EXTRACT:
Our future is determined to a large extent by who we are and where we live. When we are young we may have dreams of beauty, fame or wealth but mostly these are determined by genetics, the benevolence of our families and education.
To discover who we are, a good place to examine is what we study after leaving high school. If we study humanities we probably have a view to a future in the services industry, whether that is researching the criminal code in a major legal case or lecturing on discourse theory.
Commerce, like eating and drinking, is ubiquitous to both streams of endeavour. We choose to play many forms of the game of life and money is just a means of keeping score. Some people, and some nations, cheat, by looking like they have got it when actually they just borrowed it. They look like they’re winning the game, but then reality dawns and they’re way back in the pack.
On Monday, I was listening to a talk by Dame Bridget Ogilvie, one of the most accomplished members of my alma mater. A lady who started her interest in parasitology as a young girl watching her Oxford educated father drench sheep on the family’s property at Glen Innes, between Stanthorpe and Armidale.
After transferring from the University of Queensland to the University of New England, to study under the prestigious professor Bill McClymont, she became the first female student of the Rural Science Faculty. After completing her PhD at Cambridge, she went on to become the head of research at Wellcome Trust, which oversees billions of dollars worth of medical research throughout the world.
The interviewer was talking to Dame Bridget, amongst other things, about Australia's 40 per cent reduction in those studying science. Obviously the tenor of the conversation was that this is not a very clever place for Australia to be. We are not going to get very far as a nation making one another cups of coffee, then suing each other for the consequences.

Saved data entries:
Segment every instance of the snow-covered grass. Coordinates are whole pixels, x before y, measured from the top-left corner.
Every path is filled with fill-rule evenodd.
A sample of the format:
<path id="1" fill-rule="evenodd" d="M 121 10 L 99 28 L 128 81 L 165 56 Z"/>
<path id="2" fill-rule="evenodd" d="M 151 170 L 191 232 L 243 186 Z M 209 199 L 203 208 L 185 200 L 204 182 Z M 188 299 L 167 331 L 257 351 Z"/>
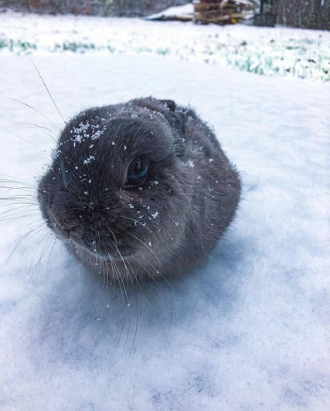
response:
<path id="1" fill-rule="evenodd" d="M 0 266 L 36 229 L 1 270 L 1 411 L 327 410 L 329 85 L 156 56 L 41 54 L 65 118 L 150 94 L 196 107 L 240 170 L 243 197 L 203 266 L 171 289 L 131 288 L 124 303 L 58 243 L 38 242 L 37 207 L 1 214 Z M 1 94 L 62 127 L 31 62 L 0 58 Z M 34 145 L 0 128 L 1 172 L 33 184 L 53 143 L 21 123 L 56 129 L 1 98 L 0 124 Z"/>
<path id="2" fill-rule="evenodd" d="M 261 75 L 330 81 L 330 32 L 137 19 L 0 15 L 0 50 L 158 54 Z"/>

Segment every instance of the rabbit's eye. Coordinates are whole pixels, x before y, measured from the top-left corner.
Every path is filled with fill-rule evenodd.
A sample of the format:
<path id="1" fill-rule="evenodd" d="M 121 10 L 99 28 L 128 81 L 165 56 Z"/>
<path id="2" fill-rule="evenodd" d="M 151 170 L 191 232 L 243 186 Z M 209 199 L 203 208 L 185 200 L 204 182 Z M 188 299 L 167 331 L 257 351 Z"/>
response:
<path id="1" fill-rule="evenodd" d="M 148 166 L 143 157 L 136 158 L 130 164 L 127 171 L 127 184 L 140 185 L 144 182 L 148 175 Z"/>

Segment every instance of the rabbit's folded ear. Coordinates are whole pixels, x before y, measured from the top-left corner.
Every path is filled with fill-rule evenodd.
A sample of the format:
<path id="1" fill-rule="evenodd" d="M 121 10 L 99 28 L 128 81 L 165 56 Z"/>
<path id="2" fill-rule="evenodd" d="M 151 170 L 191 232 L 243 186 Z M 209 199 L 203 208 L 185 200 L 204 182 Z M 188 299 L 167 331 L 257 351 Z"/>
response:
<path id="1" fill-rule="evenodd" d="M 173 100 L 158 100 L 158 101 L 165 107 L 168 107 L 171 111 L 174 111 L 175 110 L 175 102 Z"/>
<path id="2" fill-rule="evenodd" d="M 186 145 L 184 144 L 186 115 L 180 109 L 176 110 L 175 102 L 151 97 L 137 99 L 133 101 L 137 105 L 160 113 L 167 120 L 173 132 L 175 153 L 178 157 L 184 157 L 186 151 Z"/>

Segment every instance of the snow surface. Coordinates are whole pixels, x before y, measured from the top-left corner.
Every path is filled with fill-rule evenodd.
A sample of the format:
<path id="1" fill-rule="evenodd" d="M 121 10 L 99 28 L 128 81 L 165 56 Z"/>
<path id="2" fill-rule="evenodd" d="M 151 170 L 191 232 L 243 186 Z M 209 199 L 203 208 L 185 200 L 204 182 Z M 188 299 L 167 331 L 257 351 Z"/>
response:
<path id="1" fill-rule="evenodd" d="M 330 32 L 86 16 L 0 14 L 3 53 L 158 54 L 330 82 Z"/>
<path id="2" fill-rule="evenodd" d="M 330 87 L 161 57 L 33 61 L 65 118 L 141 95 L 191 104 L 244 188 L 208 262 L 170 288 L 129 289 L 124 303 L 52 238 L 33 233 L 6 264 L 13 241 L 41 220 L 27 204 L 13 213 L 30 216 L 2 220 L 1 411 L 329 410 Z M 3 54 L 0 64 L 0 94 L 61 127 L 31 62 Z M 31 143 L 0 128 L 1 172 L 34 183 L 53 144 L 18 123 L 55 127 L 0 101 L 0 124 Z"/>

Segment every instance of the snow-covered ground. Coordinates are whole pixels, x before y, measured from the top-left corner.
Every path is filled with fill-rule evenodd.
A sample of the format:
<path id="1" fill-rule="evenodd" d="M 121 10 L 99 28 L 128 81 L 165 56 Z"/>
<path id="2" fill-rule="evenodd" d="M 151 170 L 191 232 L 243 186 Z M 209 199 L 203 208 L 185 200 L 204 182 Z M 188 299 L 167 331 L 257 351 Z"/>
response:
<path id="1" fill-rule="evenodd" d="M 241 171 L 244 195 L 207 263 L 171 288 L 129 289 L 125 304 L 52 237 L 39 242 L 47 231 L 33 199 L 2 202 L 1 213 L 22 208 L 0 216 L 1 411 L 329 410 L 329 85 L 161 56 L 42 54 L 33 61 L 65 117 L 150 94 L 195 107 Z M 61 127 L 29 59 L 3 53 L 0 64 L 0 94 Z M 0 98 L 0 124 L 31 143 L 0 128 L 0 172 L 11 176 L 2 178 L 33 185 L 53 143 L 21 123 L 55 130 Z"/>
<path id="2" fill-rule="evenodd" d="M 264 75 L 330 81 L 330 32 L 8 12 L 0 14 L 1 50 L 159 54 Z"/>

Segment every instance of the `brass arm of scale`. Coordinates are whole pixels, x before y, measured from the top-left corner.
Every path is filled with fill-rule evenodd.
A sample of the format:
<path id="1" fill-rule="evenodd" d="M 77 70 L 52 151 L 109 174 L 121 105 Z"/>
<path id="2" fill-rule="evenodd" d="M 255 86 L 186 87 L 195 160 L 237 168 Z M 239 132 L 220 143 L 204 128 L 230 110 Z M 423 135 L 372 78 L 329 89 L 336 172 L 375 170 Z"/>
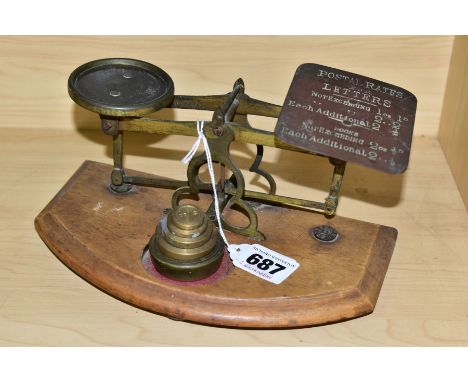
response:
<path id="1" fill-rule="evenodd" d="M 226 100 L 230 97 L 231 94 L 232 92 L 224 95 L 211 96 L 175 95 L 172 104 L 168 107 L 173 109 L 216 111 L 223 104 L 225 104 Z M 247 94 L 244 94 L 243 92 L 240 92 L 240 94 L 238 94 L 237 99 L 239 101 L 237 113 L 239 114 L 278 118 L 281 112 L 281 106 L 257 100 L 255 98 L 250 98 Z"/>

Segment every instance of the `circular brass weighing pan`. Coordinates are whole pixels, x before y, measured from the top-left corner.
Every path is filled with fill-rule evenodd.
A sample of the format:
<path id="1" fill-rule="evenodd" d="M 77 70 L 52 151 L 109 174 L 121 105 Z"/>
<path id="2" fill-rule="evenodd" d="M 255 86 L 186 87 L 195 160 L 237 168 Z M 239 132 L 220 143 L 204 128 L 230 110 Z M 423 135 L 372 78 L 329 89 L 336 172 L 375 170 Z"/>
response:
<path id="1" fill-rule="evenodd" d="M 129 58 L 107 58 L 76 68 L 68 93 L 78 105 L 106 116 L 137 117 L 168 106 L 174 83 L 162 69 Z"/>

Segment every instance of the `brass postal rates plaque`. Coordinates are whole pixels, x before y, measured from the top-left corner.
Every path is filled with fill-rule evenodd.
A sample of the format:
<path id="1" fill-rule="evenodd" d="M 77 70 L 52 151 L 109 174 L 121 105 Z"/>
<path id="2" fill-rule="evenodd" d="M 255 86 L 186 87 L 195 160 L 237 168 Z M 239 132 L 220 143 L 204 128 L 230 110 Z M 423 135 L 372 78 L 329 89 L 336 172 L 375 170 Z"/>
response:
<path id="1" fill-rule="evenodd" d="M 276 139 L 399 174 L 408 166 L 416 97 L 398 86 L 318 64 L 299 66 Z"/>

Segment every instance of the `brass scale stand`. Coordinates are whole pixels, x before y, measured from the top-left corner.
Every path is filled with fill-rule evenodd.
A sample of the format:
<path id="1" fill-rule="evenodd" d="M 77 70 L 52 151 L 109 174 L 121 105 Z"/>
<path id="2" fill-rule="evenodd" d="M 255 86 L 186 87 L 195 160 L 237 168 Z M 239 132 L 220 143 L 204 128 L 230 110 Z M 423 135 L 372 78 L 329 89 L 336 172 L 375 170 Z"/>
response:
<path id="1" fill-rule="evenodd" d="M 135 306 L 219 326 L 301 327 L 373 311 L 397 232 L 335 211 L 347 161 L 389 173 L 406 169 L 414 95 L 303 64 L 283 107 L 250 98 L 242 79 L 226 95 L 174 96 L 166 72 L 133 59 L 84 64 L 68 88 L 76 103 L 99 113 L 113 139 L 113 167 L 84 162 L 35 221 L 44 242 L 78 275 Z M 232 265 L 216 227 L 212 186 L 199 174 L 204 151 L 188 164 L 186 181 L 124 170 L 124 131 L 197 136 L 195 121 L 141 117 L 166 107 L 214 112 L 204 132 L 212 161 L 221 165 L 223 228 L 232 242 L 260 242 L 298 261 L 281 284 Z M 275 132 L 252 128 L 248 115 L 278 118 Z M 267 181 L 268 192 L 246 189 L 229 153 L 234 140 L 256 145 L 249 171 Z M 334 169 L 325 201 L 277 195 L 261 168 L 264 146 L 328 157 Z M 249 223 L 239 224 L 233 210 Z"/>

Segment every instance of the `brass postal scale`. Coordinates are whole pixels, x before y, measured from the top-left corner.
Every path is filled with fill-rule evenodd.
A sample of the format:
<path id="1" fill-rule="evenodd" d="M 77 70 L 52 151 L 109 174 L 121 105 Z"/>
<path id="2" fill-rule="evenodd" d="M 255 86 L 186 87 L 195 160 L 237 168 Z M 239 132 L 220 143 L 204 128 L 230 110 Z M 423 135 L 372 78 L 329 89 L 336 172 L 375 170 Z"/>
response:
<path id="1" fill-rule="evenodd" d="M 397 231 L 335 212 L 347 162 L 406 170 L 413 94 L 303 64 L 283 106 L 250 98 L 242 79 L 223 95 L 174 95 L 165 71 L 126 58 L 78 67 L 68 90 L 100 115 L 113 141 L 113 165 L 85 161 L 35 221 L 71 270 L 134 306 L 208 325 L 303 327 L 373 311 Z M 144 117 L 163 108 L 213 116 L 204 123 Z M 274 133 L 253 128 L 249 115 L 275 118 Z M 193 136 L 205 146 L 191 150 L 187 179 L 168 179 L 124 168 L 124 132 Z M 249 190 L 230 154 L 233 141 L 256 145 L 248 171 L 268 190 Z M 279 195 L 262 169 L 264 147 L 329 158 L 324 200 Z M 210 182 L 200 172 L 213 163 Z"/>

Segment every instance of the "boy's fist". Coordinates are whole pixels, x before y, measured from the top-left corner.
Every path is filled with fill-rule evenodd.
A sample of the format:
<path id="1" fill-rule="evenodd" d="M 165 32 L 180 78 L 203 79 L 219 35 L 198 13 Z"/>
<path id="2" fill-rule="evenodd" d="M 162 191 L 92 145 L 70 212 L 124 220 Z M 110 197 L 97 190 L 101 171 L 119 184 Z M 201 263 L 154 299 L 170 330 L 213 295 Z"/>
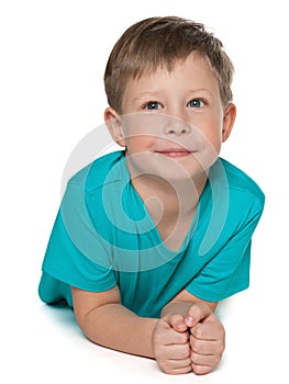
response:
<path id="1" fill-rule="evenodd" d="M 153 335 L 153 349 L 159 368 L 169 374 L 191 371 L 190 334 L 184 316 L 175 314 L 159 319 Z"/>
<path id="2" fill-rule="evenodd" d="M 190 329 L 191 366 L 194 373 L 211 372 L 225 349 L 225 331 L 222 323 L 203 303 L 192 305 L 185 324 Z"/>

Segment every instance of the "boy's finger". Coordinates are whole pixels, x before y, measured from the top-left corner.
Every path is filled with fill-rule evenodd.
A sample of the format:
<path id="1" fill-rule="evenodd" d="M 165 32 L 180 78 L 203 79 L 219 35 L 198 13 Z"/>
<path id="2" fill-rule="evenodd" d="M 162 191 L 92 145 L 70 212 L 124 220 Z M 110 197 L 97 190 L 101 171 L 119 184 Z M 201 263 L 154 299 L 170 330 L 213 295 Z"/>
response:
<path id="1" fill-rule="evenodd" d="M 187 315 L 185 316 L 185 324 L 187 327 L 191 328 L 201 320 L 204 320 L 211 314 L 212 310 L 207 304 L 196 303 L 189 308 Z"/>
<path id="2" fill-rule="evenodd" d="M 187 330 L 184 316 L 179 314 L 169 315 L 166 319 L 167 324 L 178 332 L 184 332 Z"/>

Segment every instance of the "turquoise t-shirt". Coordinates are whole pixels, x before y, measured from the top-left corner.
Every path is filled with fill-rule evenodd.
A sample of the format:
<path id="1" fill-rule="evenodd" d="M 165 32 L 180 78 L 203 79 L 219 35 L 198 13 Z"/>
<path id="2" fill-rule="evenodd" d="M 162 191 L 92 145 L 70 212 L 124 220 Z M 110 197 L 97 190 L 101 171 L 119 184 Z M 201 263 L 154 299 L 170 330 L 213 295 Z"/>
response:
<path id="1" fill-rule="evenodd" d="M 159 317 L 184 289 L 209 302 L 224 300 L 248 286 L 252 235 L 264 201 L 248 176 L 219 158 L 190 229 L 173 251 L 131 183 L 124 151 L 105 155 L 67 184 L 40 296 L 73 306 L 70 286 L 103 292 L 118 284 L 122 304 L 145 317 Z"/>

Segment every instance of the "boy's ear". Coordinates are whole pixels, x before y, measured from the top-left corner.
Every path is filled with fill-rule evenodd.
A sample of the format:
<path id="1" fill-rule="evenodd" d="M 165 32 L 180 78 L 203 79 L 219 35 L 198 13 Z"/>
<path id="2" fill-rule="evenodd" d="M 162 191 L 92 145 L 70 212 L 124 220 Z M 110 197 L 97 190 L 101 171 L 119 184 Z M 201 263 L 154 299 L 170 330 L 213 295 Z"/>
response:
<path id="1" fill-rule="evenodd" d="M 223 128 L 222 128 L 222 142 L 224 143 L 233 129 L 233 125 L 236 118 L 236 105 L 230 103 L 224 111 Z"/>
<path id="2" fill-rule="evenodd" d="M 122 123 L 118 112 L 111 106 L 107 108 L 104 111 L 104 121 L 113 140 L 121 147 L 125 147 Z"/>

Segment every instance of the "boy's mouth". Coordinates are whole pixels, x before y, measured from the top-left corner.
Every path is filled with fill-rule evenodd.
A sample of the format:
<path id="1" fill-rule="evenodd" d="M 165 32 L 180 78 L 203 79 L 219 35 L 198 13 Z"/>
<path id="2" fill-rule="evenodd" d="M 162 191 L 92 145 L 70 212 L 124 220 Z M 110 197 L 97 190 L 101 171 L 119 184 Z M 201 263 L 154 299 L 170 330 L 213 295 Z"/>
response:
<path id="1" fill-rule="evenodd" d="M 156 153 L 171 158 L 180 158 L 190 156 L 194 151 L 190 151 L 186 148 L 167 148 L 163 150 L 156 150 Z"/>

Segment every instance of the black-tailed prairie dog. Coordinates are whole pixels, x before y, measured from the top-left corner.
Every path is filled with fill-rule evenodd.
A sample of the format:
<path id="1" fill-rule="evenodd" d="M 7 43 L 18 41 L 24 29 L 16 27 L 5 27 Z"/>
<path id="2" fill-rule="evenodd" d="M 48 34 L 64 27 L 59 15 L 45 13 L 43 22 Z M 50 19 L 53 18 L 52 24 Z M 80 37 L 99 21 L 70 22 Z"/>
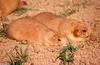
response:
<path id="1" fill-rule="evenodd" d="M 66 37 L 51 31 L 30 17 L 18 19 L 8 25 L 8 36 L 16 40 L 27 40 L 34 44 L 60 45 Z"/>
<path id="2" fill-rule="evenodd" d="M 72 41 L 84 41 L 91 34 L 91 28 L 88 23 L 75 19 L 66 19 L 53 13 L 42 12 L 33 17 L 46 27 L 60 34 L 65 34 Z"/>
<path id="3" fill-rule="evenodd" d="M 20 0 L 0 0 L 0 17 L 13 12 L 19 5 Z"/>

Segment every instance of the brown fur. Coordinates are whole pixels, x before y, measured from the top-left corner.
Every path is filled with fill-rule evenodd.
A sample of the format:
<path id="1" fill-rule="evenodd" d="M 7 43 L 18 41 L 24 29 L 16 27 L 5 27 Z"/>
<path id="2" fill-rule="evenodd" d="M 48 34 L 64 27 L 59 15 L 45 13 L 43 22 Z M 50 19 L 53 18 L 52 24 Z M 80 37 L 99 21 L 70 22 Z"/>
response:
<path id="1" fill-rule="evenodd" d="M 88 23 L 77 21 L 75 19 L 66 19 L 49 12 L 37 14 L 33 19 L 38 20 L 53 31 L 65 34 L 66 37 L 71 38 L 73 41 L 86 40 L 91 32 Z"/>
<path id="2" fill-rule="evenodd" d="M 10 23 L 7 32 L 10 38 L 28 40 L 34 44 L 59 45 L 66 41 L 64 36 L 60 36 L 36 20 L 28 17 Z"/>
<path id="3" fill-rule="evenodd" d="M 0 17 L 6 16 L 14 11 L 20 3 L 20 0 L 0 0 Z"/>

TASK A: According to the article on science study, where did Dame Bridget Ogilvie complete her PhD?
TASK B: In the article on science study, why did Dame Bridget transfer from the University of Queensland to the University of New England?
TASK C: Sum up the article on science study in two sentences.

ANSWER SECTION A: She completed it at Cambridge.

ANSWER SECTION B: She moved to study under the well-known professor Bill McClymont. At the University of New England she became the first female student of the Rural Science Faculty.

ANSWER SECTION C: Our future depends largely on who we are and where we live, and what we study after high school shows who we are. Dame Bridget Ogilvie, who rose from studying parasites to heading research at Wellcome Trust, was interviewed about Australia's 40 percent drop in people studying science, which the writer sees as a poor place for the country to be.